— Document excerpt —
--- --- ---

Within this scheme, the component parts are often cobbled together by utility automation groups from a multitude of competitor options with varying protocols (some proprietary), configuration options, wireless transmission bands and interconnections.

Given that utilities may have hundreds of substations and even more pole-tops to monitor and control remotely, the complexity of distribution automation has traditionally been staggering. Fortunately, over the past two decades, substation automation has evolved and changed.

“In the past, the design of the substation was a patchwork of many different
devices,” says Russ Fanning, a principal engineer with previously over a decade of experience in the automation group of a large US-based utility.

“Once you finally got the patchwork figured out, you could replicate that
pattern but when you went to the next substation and you wanted to bring in something new, you were starting from scratch again and trying to patch that new piece in.”

--- --- ---

— Items —
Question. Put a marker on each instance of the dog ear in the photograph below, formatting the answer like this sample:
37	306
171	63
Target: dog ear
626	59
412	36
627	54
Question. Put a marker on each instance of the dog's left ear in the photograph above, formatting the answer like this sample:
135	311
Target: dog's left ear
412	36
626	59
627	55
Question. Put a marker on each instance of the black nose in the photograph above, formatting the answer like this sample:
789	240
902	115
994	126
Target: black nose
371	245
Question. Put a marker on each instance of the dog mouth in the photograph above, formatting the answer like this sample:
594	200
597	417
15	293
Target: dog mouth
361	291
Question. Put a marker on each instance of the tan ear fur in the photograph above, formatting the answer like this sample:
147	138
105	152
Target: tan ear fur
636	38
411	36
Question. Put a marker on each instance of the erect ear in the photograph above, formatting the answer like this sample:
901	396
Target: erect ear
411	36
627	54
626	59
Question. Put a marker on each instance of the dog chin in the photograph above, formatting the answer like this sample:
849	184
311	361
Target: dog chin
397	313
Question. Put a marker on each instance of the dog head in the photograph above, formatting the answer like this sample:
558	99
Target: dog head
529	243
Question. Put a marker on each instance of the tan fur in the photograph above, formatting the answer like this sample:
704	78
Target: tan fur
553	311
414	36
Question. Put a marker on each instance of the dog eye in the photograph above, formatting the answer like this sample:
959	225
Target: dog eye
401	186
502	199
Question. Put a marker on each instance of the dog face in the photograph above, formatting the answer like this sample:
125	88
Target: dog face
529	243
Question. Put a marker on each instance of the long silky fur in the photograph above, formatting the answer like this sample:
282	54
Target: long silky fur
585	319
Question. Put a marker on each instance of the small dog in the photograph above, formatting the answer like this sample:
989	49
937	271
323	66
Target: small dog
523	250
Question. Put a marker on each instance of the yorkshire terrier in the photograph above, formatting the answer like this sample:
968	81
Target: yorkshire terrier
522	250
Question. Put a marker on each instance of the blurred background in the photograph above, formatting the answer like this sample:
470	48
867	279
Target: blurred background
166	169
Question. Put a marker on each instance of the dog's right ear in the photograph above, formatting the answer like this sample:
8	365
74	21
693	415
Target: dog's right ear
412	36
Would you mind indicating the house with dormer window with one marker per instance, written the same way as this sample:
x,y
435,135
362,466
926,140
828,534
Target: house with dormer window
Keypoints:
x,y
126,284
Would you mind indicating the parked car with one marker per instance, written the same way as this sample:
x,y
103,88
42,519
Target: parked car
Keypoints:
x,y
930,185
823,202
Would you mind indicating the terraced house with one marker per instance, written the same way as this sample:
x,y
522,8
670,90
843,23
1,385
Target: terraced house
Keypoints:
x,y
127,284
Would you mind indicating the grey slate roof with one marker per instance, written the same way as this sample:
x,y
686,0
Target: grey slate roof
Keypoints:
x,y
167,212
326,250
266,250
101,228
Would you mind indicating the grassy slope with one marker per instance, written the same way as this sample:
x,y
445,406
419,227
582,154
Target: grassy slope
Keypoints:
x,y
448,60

--- --- ---

— Problem set —
(a) In the records, rewrite the lines from the one containing "Would you mind indicating the grassy" through the end of the records, replacing "grassy slope" with "grass embankment" and leaving everything else unchanged.
(b) Continue the text on substation automation from where it stops.

— Exercise responses —
(a)
Would you mind indicating the grass embankment with one marker per instance, written the same way as this sample:
x,y
445,406
419,227
582,154
Target: grass embankment
Keypoints:
x,y
448,60

(b)
Today, Fanning says, the focus is on stripping out as much of the complexity associated with substation automation as possible. Technological advances over the past several years have reduced the need for the same amount of hardware in favour of all-in-one communication and automation processor units that can interpret and distribute information in many protocols while performing sophisticated logic functions and alarm annunciation without
the need for PLCs and racks of RTUs. These all-in-one devices even eliminate the need for security-risk PCs and proprietary HMI interfaces.

The communication and automation processor can connect to nearly any
substation device in its native protocol, perform advanced maths and logic, and securely present the source or calculated data to any number of clients in their preferred protocol.

For utilities installing equipment in greenfield substations, upgrading aging
legacy technology, or concerned about support, this is a welcome development.

Interpreting communications and protocols

Fanning, who was previously employed at a Wisconsin-based utility for 38
years, started his career as a protection technician. After getting his engineering degree in 1990, he worked in substation engineering as a protection engineer, then R&D engineer and in 2007 became a principal engineer in a substation automation group.

“In my last 5-6 years at the utility, I was responsible for distribution automation and substation integration, using the Orion Substation Automation Platform to interface with all the IEDs that were inside the substation and at the pole-tops. I integrated pole-top device IEDs into the distribution automation systems when they were enabled with communication capabilities,” says Fanning.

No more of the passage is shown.